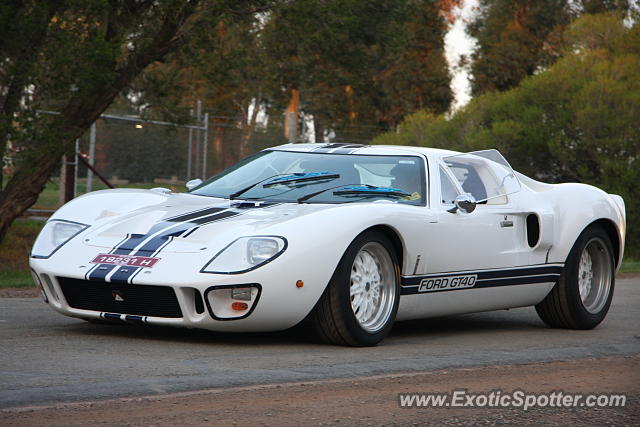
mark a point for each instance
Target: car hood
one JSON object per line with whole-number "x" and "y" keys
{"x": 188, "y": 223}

---

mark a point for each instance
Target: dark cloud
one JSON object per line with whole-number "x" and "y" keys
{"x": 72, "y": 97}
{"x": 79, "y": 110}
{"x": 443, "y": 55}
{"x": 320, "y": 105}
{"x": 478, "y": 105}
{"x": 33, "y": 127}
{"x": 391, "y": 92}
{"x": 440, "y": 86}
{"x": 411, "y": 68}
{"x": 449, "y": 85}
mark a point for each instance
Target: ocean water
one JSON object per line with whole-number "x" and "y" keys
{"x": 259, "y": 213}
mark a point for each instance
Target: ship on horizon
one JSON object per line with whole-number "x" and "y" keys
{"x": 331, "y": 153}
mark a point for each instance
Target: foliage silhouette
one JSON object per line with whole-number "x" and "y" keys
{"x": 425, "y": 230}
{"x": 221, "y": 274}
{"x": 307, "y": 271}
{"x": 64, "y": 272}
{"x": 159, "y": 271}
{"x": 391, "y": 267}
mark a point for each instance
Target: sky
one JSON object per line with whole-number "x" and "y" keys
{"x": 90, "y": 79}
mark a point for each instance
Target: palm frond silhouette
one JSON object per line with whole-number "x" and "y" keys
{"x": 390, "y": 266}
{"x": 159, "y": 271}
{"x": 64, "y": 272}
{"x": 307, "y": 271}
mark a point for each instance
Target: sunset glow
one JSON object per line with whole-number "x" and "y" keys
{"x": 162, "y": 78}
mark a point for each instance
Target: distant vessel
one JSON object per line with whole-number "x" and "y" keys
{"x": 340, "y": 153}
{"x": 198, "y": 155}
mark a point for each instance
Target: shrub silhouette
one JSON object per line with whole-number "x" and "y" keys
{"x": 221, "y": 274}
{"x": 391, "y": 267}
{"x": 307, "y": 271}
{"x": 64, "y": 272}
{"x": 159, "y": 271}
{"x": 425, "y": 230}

■ **Assignment**: Starting at the line that has "Target: palm frond silhouette" and ending at the line that has "Target: shrub silhouette", please write out the lines above exactly, leaving out all others.

■ **Completed task**:
Target: palm frond silhouette
one JSON object per line with whole-number "x" and "y" keys
{"x": 390, "y": 266}
{"x": 159, "y": 271}
{"x": 64, "y": 272}
{"x": 307, "y": 271}
mark a point for each instance
Target: sunset glow
one JSON object per line with whole-number "x" and "y" keys
{"x": 162, "y": 78}
mark a point for each instance
Target: distant vessel
one JSON object per line with whole-number "x" and "y" keys
{"x": 340, "y": 153}
{"x": 198, "y": 155}
mark a point for each instance
Target: shrub silhouette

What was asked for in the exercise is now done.